══ Data for processing

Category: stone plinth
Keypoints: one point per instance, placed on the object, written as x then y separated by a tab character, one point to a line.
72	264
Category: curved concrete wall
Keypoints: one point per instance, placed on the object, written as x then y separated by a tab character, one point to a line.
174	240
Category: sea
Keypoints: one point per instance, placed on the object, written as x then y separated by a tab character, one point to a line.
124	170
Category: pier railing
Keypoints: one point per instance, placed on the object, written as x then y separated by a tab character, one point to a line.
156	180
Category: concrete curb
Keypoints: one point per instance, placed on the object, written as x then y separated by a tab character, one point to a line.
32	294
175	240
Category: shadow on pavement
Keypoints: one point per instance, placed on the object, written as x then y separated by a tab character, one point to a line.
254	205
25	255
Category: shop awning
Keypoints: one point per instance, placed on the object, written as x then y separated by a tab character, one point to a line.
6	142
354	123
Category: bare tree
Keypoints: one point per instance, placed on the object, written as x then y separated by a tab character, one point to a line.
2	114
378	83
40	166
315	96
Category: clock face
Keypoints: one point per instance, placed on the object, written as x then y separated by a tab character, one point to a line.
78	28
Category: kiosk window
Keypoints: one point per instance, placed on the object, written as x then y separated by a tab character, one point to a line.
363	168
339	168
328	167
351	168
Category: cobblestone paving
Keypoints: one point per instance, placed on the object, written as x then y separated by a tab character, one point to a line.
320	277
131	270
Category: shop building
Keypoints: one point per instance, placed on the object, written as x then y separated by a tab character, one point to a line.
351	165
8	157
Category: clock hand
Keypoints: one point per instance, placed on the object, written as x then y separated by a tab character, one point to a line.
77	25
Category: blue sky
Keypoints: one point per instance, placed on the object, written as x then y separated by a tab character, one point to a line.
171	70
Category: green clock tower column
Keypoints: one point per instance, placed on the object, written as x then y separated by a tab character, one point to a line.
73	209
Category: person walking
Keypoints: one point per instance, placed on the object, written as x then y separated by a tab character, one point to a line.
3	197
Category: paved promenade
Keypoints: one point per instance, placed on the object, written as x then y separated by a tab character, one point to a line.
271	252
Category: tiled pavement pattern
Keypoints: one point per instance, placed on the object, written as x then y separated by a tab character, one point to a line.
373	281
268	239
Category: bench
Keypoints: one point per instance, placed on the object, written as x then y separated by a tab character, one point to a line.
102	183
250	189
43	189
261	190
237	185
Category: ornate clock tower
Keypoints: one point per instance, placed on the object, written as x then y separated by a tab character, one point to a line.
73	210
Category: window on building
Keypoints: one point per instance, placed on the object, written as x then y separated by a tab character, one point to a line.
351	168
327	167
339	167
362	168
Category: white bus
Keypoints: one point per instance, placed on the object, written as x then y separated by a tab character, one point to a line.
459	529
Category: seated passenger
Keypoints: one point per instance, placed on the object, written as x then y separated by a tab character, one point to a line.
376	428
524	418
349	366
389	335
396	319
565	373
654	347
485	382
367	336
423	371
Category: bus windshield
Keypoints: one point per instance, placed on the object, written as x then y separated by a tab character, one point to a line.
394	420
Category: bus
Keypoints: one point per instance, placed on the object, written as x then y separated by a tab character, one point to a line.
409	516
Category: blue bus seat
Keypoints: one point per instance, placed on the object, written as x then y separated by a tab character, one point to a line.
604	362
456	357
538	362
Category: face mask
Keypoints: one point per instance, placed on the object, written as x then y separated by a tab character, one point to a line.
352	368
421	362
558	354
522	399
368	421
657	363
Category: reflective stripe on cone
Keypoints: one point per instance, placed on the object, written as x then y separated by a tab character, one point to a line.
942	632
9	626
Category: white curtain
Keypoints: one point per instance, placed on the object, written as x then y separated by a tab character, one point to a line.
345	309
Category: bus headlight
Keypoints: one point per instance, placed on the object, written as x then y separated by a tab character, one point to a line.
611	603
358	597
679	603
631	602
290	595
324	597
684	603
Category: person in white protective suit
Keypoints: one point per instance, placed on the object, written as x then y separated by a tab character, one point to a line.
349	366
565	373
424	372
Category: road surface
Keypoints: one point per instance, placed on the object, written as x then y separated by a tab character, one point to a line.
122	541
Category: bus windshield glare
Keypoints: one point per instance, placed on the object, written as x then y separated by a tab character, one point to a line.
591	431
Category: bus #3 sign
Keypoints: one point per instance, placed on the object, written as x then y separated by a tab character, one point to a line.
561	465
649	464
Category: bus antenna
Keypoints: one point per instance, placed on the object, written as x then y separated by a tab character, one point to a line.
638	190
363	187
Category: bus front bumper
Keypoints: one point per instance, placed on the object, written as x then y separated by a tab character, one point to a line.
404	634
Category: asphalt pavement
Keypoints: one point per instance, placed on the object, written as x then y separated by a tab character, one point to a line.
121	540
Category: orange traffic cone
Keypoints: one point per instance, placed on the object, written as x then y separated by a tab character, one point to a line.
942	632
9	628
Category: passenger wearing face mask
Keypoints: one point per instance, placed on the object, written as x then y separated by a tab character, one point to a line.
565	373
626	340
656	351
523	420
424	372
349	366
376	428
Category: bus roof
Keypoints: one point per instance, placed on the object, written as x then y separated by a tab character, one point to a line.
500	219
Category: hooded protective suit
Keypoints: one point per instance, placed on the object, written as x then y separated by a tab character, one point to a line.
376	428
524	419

════

▶ [Exercise directions] Recast the listing as a JSON list of strings, one string per line and blank lines left out, starting with the line that contains "Category: bus roof" and going on through the end of the listing.

▶ [Answer for the task]
[
  "Category: bus roof",
  "Keypoints: one point per instance, placed on the object, written as x then y separated by a tab character, one point to a line.",
  "500\t219",
  "Category: hooded protective suit",
  "Keypoints: one point per instance, placed on the object, written as x then y separated by a tab character, one point to a line.",
  "376\t428",
  "524\t419"
]